> **Tareas**
(A) ¿Puedes transcribir el texto sobre el uso del celular empezando por "2. Desactivar las" y siguiendo hasta "por todas partes."?
(B) ¿Concuerdan con el texto sobre el uso del celular estas afirmaciones? (i) Quien escribe cree que podría lograr un détox digital. (ii) En una emergencia se debe llamar por teléfono en lugar de usar Whatsapp. (iii) Se recomienda dejar el teléfono fuera de la pieza al dormir. Responde sí o no a cada una y cita las palabras del texto que lo deciden.

> **Extracto de la página**
Para mí lo más grave, y la razón principal para querer hacer un cambio, es el ejemplo que están viendo mis niños. Para ellos, a estas alturas, probablemente es normal andar todos los días pegados al celular porque ven que la mayoría de los adultos que los rodean tienen una mano con extensión "smartphone".Lo peor es que ellos, mientras ocurre esto, deben luchar por la atención de sus papás. Uno de mis hijos me dijo hace un tiempo: "mamá, mírame". Pero yo, desde el cansancio y absorbida por "candycrush" -un juego muy intelectual que me relaja- le contesté distraída que lo estaba mirando. Ahí fue cuando me respondió: "¡mamá, por favor mírame con tus ojos!". Imagínense. Obviamente me sentí la peor mamá del mundo. Y lo más grave de la situación es que tengo que confesar que desde esa vez nada ha cambiado mucho. Porque claro, soy una adicta.

Por más que el mundo ha cambiado drásticamente en los últimos cinco años y nuestros niños van a ser parte de generaciones que crearán una suerte de relación innata con la tecnología muy distinta a la que tenemos nosotros,  propongo enseñarla de manera responsable, más contenida y guiada, sobre todo en edades más vulnerables.

Me asusta que realmente no tengamos el control de lo que vemos. Creemos que elegimos lo que aparece en Facebook o Instagram, que optamos por el contenido de nuestras redes. Pero no es así. Hay algoritmos e inteligencias artificiales que direccionan y van influyendo en nuestras creencias, modificando así lo que pensamos. Cómo eso no nos va a dar miedo.

Eso del détox digital sabemos que es necesario, pero yo por lo menos sé que no podría lograrlo. La tecnología también tiene sus beneficios, obviamente. Por eso, lo que propongo son algunas estrategias de cambio mucho más fáciles:

  1. Partir borrando algunas aplicaciones de redes sociales de nuestro teléfono y solo chequearlas de vez en cuando desde nuestro computador, por ejemplo, Facebook. No hay duda de que podemos sobrevivir sin tenerlo en la mano.
  2. Desactivar las notificaciones de todas las aplicaciones, para que nuestro teléfono deje de iluminarse cada cinco segundos, cuando llega un mensaje o un mail. Nada es tan urgente y que no pueda esperar. En una emergencia uno llama por teléfono, no usa Whatsapp.
  3. Dejar el teléfono guardado o lejos en situaciones como reuniones, juntas de amigos, conversaciones.
  4. Nunca llevarlo a la mesa. Pero nunca.
  5. No llevarlo al baño tampoco. Porque sí, todos lo llevamos.
  6. Dejarlo fuera de la pieza para no dormir pendiente de él ni tentarnos con leer mensajes en la mitad de la noche. Si lo usamos de alarma, igual la vamos a escuchar si lo dejamos cerca.
  7. Tener un lugar central donde dejar el teléfono, cosa de ir a ahí a chequearlo, pero no llevarlo por todas partes.
  8. Hacer el ejercicio de no sacar nunca el teléfono en alguna salida.

Entradas del conjunto de datos

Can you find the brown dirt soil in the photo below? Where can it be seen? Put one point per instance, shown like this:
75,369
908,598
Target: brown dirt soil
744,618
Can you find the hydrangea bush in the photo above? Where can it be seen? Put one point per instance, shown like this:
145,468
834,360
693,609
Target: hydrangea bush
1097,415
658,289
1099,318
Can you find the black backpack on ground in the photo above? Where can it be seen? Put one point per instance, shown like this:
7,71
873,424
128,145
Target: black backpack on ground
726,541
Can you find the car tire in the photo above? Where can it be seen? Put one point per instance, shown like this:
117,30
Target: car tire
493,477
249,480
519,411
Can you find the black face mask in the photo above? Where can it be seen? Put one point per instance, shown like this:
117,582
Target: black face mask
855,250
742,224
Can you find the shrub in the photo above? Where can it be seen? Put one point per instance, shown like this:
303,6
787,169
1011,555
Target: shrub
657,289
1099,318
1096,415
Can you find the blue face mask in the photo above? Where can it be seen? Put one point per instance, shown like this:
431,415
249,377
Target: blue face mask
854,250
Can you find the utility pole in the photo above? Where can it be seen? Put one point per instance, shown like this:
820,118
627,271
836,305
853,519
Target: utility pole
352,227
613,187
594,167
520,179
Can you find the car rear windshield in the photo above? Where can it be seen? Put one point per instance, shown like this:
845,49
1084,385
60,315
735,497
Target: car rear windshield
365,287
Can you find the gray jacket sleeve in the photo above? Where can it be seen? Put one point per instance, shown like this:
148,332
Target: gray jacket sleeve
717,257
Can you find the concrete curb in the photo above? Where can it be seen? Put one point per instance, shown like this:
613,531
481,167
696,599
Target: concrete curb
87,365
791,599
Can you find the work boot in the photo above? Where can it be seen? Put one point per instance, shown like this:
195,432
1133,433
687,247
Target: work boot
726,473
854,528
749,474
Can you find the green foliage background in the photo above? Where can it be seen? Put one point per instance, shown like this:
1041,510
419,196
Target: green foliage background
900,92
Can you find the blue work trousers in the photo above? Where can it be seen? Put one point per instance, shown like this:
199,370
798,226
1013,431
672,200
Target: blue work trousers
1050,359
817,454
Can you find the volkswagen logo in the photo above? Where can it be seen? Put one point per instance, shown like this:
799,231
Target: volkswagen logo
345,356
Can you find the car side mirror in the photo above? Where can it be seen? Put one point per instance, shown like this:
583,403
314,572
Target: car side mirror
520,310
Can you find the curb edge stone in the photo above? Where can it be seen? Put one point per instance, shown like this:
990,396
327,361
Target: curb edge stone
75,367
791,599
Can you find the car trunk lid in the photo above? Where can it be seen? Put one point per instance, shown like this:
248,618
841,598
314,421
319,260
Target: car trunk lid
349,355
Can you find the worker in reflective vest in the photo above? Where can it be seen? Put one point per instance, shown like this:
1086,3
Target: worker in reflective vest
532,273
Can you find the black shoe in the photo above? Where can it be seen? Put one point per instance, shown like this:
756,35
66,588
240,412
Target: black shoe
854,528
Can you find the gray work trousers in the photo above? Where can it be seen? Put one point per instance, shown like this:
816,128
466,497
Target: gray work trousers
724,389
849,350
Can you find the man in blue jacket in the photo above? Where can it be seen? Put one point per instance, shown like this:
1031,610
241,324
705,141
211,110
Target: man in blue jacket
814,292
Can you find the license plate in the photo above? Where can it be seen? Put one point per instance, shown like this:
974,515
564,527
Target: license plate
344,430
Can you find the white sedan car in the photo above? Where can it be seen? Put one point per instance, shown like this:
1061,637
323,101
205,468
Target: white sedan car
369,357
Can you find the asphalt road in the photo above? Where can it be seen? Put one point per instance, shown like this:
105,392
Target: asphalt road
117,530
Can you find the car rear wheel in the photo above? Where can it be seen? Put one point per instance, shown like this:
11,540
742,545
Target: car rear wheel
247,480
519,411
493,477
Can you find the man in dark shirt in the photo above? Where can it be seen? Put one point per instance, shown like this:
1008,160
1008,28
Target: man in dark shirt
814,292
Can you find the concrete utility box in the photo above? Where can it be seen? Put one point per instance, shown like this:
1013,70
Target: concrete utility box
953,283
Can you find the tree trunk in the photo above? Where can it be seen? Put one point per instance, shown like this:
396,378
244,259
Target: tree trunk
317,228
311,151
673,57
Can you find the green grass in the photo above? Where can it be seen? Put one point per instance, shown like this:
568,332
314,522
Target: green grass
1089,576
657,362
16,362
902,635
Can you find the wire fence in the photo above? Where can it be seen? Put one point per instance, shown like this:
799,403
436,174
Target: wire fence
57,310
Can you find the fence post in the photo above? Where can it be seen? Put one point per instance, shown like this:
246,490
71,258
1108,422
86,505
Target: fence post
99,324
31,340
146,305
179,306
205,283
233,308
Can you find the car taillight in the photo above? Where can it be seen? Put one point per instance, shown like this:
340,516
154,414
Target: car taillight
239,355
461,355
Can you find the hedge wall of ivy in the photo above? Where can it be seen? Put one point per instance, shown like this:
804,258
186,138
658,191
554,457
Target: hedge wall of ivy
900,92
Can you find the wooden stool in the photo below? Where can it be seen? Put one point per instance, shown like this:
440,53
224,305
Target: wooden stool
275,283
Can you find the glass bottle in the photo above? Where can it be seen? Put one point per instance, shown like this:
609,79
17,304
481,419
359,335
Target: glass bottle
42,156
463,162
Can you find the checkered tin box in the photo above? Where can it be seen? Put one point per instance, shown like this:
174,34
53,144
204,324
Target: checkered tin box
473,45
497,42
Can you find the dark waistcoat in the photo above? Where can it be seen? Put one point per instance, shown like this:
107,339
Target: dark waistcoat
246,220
...
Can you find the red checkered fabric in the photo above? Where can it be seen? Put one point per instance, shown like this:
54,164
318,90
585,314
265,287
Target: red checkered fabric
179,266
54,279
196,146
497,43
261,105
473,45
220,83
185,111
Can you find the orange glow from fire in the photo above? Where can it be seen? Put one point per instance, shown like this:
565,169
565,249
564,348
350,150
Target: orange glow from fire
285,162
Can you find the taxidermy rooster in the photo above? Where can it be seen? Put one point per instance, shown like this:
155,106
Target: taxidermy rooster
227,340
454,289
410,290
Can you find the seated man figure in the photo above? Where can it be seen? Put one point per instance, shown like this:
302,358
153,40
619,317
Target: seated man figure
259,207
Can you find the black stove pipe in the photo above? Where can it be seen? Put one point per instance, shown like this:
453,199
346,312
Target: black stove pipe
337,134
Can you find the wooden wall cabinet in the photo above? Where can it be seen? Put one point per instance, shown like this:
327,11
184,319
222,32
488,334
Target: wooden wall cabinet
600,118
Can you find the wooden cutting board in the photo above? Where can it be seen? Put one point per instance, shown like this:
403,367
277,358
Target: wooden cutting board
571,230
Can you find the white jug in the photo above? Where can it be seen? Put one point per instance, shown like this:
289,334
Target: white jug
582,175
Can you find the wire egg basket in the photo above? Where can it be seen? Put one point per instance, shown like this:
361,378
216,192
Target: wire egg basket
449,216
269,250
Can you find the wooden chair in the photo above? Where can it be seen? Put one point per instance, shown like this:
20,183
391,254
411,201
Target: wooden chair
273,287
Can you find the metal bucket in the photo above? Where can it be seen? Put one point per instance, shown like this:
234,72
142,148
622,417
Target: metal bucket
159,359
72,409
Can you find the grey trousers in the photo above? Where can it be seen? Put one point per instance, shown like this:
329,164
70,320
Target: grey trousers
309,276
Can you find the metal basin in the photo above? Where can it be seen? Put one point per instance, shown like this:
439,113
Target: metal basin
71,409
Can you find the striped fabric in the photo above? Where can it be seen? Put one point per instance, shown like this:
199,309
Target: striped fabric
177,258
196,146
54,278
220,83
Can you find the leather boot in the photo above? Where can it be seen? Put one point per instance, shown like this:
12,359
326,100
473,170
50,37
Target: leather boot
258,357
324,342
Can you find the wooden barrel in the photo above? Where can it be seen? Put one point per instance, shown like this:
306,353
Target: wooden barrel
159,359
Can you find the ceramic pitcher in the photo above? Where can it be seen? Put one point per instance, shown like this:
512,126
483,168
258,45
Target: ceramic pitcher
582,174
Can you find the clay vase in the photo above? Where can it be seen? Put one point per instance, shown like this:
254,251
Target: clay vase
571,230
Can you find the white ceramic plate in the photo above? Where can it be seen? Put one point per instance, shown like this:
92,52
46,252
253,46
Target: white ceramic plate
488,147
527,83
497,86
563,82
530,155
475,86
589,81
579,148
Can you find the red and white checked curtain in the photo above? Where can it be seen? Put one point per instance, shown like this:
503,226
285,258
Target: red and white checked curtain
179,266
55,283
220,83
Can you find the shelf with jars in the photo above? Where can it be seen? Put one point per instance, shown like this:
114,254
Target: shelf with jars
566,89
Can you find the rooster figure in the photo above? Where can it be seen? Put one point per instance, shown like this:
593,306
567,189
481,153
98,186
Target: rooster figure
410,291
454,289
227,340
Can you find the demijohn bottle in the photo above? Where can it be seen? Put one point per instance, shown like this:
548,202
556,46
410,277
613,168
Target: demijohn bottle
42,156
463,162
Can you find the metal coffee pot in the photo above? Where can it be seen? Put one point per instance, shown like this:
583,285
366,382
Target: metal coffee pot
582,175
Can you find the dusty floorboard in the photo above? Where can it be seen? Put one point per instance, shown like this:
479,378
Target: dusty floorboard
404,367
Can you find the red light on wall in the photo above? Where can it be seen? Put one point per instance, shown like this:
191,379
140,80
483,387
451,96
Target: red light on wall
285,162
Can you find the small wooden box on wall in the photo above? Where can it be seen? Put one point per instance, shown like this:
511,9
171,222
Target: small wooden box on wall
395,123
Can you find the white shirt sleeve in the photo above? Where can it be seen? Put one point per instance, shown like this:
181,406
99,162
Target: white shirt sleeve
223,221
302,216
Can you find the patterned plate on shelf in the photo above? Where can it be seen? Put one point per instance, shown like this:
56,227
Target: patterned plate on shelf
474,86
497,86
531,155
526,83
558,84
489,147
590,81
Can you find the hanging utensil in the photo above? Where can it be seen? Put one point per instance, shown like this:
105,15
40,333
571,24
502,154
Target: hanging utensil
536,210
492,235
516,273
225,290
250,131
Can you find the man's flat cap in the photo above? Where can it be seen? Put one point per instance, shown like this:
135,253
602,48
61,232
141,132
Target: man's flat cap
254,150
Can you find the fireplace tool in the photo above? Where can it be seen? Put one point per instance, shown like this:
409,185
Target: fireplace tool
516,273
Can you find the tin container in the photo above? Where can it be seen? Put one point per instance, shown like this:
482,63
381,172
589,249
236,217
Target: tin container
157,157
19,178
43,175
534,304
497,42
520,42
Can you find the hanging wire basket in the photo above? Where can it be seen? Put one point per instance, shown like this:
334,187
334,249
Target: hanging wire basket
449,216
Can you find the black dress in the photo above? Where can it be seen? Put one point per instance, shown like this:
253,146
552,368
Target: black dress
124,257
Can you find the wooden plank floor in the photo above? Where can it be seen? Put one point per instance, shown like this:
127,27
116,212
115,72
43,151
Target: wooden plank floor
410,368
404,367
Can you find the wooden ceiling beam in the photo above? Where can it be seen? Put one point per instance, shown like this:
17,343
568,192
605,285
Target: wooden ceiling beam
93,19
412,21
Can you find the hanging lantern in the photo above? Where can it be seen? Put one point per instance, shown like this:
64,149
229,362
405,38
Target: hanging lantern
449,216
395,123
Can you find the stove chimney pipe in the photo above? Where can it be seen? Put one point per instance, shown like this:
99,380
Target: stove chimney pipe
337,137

> **Respuestas**
(A)
2. Desactivar las notificaciones de todas las aplicaciones, para que nuestro teléfono deje de iluminarse cada cinco segundos, cuando llega un mensaje o un mail. Nada es tan urgente y que no pueda esperar. En una emergencia uno llama por teléfono, no usa Whatsapp.
  3. Dejar el teléfono guardado o lejos en situaciones como reuniones, juntas de amigos, conversaciones.
  4. Nunca llevarlo a la mesa. Pero nunca.
  5. No llevarlo al baño tampoco. Porque sí, todos lo llevamos.
  6. Dejarlo fuera de la pieza para no dormir pendiente de él ni tentarnos con leer mensajes en la mitad de la noche. Si lo usamos de alarma, igual la vamos a escuchar si lo dejamos cerca.
  7. Tener un lugar central donde dejar el teléfono, cosa de ir a ahí a chequearlo, pero no llevarlo por todas partes.

(B)
(i) No: "Eso del détox digital sabemos que es necesario, pero yo por lo menos sé que no podría lograrlo."
(ii) Sí: "En una emergencia uno llama por teléfono, no usa Whatsapp."
(iii) Sí: "Dejarlo fuera de la pieza para no dormir pendiente de él ni tentarnos con leer mensajes en la mitad de la noche."